■ WHAT YOU ARE ASKED TO DO
Search the data for "below". Each line containing it is to be copied.

■ SOURCE DATA
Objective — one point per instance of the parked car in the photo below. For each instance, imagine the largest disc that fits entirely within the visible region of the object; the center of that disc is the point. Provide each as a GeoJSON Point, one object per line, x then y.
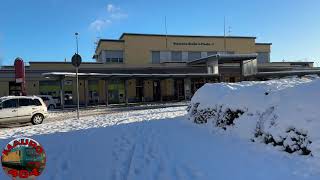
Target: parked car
{"type": "Point", "coordinates": [20, 109]}
{"type": "Point", "coordinates": [49, 101]}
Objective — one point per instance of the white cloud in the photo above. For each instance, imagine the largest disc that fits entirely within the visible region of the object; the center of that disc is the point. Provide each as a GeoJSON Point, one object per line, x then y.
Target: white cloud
{"type": "Point", "coordinates": [99, 24]}
{"type": "Point", "coordinates": [112, 8]}
{"type": "Point", "coordinates": [114, 13]}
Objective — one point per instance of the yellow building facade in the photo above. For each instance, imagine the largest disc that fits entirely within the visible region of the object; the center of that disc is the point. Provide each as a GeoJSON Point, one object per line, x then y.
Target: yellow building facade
{"type": "Point", "coordinates": [138, 68]}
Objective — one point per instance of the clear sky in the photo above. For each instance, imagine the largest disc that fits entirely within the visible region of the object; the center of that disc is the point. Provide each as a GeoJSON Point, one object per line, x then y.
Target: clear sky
{"type": "Point", "coordinates": [43, 30]}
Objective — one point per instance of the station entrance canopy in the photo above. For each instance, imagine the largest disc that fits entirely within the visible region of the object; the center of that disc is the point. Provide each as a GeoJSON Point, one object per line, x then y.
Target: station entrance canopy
{"type": "Point", "coordinates": [247, 62]}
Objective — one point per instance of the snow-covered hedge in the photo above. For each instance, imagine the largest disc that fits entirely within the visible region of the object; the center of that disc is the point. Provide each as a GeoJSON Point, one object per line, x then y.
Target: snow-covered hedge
{"type": "Point", "coordinates": [284, 112]}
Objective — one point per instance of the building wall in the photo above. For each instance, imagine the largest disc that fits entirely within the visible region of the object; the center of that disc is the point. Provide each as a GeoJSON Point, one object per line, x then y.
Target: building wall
{"type": "Point", "coordinates": [138, 48]}
{"type": "Point", "coordinates": [148, 90]}
{"type": "Point", "coordinates": [32, 88]}
{"type": "Point", "coordinates": [4, 88]}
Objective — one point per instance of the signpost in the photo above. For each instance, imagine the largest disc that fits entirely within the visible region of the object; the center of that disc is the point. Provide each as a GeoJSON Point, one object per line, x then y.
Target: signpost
{"type": "Point", "coordinates": [76, 61]}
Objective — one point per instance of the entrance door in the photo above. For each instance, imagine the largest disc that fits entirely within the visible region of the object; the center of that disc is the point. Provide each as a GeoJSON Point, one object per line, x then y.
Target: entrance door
{"type": "Point", "coordinates": [9, 110]}
{"type": "Point", "coordinates": [15, 88]}
{"type": "Point", "coordinates": [179, 89]}
{"type": "Point", "coordinates": [156, 90]}
{"type": "Point", "coordinates": [139, 90]}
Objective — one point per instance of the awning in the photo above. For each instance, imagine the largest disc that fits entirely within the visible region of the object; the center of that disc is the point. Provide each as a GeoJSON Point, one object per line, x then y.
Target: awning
{"type": "Point", "coordinates": [120, 75]}
{"type": "Point", "coordinates": [225, 58]}
{"type": "Point", "coordinates": [279, 74]}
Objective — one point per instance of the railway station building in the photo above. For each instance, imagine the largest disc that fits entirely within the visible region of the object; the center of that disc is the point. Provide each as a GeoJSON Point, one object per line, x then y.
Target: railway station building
{"type": "Point", "coordinates": [151, 67]}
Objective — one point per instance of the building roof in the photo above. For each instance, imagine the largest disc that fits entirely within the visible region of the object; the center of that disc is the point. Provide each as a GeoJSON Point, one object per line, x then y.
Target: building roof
{"type": "Point", "coordinates": [173, 35]}
{"type": "Point", "coordinates": [227, 58]}
{"type": "Point", "coordinates": [263, 43]}
{"type": "Point", "coordinates": [123, 75]}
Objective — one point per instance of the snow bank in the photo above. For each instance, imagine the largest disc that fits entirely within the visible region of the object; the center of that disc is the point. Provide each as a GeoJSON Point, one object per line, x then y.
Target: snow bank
{"type": "Point", "coordinates": [285, 109]}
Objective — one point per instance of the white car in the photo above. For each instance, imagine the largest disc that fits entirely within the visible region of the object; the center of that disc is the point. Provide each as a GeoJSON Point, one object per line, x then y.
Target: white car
{"type": "Point", "coordinates": [49, 101]}
{"type": "Point", "coordinates": [21, 109]}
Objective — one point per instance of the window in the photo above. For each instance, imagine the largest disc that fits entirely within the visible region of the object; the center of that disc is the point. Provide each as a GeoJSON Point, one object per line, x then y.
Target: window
{"type": "Point", "coordinates": [263, 57]}
{"type": "Point", "coordinates": [176, 55]}
{"type": "Point", "coordinates": [194, 55]}
{"type": "Point", "coordinates": [45, 98]}
{"type": "Point", "coordinates": [24, 102]}
{"type": "Point", "coordinates": [155, 57]}
{"type": "Point", "coordinates": [11, 103]}
{"type": "Point", "coordinates": [114, 56]}
{"type": "Point", "coordinates": [210, 53]}
{"type": "Point", "coordinates": [35, 102]}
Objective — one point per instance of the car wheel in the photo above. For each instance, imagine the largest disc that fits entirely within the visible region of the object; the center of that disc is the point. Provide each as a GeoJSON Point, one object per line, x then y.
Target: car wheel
{"type": "Point", "coordinates": [51, 107]}
{"type": "Point", "coordinates": [37, 119]}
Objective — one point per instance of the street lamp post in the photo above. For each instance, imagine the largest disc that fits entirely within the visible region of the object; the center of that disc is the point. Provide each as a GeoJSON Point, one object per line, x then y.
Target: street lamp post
{"type": "Point", "coordinates": [76, 61]}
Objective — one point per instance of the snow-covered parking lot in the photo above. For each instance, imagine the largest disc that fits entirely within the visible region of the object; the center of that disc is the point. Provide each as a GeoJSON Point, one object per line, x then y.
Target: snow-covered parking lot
{"type": "Point", "coordinates": [155, 144]}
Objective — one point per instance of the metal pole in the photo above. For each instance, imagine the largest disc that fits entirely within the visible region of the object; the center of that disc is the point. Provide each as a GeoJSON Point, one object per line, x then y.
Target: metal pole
{"type": "Point", "coordinates": [77, 42]}
{"type": "Point", "coordinates": [77, 93]}
{"type": "Point", "coordinates": [224, 35]}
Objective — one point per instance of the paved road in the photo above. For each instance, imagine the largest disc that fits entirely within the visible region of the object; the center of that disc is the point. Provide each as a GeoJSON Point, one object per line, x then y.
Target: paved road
{"type": "Point", "coordinates": [58, 115]}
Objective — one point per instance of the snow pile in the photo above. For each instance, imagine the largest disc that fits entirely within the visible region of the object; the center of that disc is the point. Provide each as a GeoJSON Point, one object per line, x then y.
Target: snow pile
{"type": "Point", "coordinates": [284, 113]}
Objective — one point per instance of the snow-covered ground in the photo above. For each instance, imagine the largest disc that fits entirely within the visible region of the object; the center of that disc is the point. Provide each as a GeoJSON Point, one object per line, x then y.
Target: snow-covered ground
{"type": "Point", "coordinates": [155, 144]}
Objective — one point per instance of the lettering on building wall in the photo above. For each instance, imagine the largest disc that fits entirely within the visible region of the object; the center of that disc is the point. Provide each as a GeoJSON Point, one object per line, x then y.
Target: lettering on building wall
{"type": "Point", "coordinates": [193, 44]}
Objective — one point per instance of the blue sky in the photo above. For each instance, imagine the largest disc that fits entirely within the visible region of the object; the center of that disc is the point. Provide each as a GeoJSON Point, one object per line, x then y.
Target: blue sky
{"type": "Point", "coordinates": [39, 30]}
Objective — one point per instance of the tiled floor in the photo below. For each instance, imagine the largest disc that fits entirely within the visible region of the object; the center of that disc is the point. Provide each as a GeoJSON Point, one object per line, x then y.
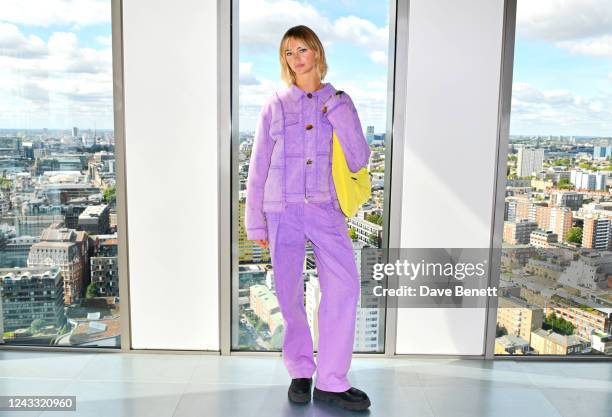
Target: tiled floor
{"type": "Point", "coordinates": [164, 385]}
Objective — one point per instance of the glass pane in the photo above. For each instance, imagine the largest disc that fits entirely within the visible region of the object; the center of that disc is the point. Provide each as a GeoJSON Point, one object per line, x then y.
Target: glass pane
{"type": "Point", "coordinates": [58, 239]}
{"type": "Point", "coordinates": [355, 38]}
{"type": "Point", "coordinates": [557, 252]}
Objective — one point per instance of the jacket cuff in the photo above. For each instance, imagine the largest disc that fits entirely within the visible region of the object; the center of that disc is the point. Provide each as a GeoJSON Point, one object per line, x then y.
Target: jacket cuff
{"type": "Point", "coordinates": [259, 233]}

■ REPLY
Objective — one point per instance of the parked car in the photo below. For each instance, imagine the largest disc that fits entirely within the visible region of the object; the center of that disc is the point. Provide each as a GeoJSON Point, one object per line, x then y.
Objective — one point per instance of the tiled floor in the photo below. For each instance, imagine the largest disc that fits entirely within the visible region of the object; the center of that disc is the point. Provide each as a GeoJSON Point, one object per line, x then y.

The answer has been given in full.